The problem =
Copy out each line of the material below that contains the word "vehicle". Matches are case-sensitive.

Data lines =

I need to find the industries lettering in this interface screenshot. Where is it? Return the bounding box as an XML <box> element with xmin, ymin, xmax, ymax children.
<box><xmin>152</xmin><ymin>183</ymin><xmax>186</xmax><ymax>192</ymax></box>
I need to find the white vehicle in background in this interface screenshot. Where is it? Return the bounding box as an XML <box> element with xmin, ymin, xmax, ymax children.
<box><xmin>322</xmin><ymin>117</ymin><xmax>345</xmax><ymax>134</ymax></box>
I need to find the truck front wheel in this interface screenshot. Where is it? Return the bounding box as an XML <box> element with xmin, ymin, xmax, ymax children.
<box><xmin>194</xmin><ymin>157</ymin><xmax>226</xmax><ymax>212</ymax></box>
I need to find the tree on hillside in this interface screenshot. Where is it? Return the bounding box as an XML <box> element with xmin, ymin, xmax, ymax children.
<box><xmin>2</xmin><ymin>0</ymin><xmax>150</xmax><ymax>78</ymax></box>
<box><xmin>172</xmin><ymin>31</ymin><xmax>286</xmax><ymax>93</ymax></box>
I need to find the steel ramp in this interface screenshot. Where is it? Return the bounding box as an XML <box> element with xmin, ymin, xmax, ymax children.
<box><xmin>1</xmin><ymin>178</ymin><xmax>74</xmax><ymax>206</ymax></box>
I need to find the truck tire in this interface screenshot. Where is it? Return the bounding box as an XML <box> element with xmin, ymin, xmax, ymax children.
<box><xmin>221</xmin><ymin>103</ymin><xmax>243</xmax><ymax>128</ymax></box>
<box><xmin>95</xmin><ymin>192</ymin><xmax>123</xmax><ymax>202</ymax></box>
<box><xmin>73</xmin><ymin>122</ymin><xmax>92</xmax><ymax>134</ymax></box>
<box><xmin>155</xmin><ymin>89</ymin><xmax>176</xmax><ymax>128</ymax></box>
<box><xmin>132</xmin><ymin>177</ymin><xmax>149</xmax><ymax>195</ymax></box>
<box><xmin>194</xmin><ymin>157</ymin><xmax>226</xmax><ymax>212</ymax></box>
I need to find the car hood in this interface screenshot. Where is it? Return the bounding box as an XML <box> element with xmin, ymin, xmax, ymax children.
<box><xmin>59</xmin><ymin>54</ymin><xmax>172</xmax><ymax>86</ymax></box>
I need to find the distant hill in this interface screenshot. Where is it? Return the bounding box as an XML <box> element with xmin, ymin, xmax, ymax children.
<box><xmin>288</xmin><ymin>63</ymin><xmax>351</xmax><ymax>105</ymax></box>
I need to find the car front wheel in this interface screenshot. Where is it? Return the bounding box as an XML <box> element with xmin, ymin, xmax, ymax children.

Answer =
I need to find the white vehicle in background in this interface screenshot. Where is it? Return the bounding box as an XML <box> element with xmin, ymin, xmax, ymax children.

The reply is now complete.